» Try it:
Would you copy only the lines below, beginning with the one that contains "Where can you see the whale" and running through the last entry line?

(Stored entries)
|---|
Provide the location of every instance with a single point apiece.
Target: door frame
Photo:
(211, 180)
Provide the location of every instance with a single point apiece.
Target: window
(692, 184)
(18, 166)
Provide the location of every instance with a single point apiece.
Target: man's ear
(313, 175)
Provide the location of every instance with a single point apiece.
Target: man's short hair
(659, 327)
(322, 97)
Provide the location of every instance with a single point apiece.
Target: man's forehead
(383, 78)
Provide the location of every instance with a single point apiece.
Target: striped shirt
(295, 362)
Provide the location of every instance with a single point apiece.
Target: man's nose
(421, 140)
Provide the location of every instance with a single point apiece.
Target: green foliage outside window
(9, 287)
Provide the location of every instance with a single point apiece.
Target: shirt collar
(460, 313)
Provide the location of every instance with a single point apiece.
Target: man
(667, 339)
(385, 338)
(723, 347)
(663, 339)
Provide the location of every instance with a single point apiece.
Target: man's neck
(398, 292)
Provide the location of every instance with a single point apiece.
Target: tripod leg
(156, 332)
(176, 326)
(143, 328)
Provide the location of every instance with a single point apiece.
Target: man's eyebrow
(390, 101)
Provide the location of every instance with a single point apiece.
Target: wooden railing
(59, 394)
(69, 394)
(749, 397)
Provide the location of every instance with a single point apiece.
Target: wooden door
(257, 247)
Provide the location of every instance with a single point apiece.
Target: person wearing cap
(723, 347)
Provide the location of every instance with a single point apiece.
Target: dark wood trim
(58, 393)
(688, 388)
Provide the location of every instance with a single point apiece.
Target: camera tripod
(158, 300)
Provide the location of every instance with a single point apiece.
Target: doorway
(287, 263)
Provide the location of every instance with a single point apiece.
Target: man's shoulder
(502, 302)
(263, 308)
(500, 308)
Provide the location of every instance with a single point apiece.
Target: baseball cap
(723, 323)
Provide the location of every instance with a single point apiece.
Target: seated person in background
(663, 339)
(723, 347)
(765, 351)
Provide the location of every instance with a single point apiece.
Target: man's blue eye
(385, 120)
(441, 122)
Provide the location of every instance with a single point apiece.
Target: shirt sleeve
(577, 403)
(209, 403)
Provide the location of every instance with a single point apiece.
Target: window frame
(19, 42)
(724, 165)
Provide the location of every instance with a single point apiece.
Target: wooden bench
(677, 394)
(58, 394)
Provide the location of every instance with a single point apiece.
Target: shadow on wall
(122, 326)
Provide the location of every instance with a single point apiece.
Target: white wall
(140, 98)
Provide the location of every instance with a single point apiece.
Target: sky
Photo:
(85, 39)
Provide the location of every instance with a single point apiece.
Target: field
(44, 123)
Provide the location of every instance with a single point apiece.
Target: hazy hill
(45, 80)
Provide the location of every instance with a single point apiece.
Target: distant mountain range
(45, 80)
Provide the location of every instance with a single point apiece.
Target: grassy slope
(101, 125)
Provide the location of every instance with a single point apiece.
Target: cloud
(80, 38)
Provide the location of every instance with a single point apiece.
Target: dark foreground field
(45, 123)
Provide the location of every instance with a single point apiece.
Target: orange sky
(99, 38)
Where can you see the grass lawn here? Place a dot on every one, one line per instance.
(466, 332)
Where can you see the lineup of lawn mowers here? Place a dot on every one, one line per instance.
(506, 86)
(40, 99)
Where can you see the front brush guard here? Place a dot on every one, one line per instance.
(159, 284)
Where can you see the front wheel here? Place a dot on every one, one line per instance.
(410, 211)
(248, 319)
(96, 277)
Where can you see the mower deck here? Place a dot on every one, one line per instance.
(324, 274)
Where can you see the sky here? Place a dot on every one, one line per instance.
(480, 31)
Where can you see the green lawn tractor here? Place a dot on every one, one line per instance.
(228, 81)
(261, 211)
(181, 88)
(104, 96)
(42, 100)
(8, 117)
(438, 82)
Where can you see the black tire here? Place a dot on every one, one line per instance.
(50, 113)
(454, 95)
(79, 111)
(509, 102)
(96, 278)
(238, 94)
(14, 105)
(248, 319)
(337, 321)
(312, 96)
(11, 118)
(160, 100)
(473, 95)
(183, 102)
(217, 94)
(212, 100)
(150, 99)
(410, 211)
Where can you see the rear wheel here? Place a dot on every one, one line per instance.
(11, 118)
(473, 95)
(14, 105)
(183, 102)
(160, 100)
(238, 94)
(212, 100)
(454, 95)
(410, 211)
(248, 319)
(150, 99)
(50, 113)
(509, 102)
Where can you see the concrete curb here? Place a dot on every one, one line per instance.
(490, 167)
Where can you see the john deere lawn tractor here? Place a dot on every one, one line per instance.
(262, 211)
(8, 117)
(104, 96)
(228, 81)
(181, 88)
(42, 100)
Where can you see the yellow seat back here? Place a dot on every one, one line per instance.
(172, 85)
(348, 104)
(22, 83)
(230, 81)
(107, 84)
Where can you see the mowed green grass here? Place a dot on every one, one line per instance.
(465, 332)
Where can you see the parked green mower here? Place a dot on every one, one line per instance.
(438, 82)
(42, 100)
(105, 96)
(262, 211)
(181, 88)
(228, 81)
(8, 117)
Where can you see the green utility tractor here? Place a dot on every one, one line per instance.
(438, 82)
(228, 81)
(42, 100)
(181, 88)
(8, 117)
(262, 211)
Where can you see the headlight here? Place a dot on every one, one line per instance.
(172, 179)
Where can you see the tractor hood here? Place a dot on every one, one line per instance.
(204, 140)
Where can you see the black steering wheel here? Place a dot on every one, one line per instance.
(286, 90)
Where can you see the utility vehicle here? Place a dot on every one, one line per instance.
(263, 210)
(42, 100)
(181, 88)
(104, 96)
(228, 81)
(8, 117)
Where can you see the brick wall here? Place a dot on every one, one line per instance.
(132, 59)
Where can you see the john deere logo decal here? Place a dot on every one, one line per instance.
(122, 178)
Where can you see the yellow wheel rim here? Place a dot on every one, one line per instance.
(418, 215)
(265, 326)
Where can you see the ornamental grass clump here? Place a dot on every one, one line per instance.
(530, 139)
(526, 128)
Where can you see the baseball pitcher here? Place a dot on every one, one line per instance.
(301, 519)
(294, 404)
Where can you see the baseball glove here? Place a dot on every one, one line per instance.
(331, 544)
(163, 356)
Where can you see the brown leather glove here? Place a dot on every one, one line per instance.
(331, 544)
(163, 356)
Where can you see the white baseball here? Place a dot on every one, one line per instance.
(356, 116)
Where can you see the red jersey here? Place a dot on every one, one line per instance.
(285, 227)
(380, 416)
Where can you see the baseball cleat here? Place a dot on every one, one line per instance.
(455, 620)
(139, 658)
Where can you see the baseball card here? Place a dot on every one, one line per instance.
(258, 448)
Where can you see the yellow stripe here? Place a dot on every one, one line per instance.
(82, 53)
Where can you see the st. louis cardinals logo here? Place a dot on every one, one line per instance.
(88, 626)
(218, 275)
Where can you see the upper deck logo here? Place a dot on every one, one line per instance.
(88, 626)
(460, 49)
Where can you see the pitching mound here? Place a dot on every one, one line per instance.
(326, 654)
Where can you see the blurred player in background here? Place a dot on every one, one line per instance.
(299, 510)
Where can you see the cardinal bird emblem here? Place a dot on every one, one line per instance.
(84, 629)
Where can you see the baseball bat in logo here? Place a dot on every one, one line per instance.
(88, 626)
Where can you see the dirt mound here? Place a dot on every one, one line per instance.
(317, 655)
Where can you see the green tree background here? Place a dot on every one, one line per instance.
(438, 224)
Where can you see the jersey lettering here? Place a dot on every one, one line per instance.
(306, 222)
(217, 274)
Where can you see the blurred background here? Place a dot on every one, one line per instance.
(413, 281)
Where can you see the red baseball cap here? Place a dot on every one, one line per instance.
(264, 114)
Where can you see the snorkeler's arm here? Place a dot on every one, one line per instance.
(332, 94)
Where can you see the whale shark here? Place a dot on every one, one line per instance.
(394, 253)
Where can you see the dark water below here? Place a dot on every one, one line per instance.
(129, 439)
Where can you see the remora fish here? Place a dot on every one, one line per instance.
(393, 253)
|---|
» The completed task:
Where can you see the whale shark here? Place a dot on every one, one line per instance.
(394, 253)
Where can you see the dark water below here? Place a dot on every one, one line per instance.
(129, 439)
Where can you see the remora fish here? Place a dot on every one, one line per instance.
(393, 253)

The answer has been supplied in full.